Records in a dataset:
══════════

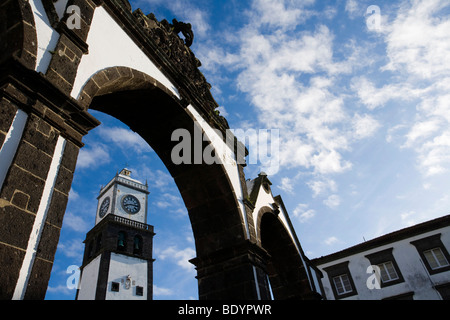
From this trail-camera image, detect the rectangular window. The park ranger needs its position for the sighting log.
[136,286,144,296]
[423,248,449,270]
[333,274,353,295]
[378,261,398,283]
[111,282,120,292]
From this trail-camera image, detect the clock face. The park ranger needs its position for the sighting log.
[122,194,141,214]
[98,197,111,218]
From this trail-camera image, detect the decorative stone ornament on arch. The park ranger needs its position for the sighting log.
[0,0,319,299]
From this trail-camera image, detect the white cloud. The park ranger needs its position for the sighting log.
[352,114,381,139]
[307,178,337,197]
[58,239,84,258]
[279,177,294,193]
[345,0,359,19]
[153,285,174,297]
[64,212,91,233]
[372,0,450,176]
[323,194,341,209]
[97,126,152,154]
[385,0,450,79]
[292,203,316,223]
[157,246,196,271]
[324,236,339,246]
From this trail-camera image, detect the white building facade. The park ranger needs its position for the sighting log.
[312,215,450,300]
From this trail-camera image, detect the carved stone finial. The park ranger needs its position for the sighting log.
[172,19,194,47]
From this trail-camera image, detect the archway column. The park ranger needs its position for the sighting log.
[190,240,270,300]
[0,58,99,299]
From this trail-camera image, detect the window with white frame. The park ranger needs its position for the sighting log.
[378,261,398,283]
[365,247,404,288]
[333,274,353,295]
[423,248,449,270]
[323,261,358,300]
[411,233,450,275]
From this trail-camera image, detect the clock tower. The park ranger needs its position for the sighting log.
[76,169,155,300]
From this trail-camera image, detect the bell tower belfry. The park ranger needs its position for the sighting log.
[76,169,155,300]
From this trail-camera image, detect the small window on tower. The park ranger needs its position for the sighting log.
[133,235,142,255]
[117,231,127,251]
[111,282,120,292]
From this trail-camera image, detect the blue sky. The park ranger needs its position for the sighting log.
[46,0,450,299]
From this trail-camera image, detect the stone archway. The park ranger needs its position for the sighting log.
[257,207,320,300]
[0,0,324,299]
[80,67,261,299]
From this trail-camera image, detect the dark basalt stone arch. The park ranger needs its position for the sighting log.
[79,67,264,299]
[257,207,319,300]
[0,0,38,69]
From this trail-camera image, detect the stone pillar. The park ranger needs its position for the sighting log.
[190,240,270,300]
[0,58,99,299]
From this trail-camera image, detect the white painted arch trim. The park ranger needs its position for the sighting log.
[71,7,181,99]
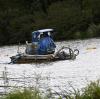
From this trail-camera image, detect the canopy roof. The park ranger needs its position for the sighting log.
[32,29,54,42]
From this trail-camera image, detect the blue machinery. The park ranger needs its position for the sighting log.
[10,29,79,63]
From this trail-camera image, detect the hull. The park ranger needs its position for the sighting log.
[10,47,79,63]
[10,54,71,64]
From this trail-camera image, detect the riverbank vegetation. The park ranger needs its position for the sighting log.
[1,80,100,99]
[0,0,100,45]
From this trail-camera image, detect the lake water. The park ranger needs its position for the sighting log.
[0,39,100,91]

══════════

> **TASK TO COMPLETE**
Which lines of the records contain the word "blue"? Return each of those lines, counting a match only when its case is identical.

> **RESPONSE TO THIS TASK**
From this trail-camera image, detect the blue sky. The park ranger needs its position for the sighting log.
From this trail-camera image, detect the blue machinery. The park ranger needs its position for the sighting log.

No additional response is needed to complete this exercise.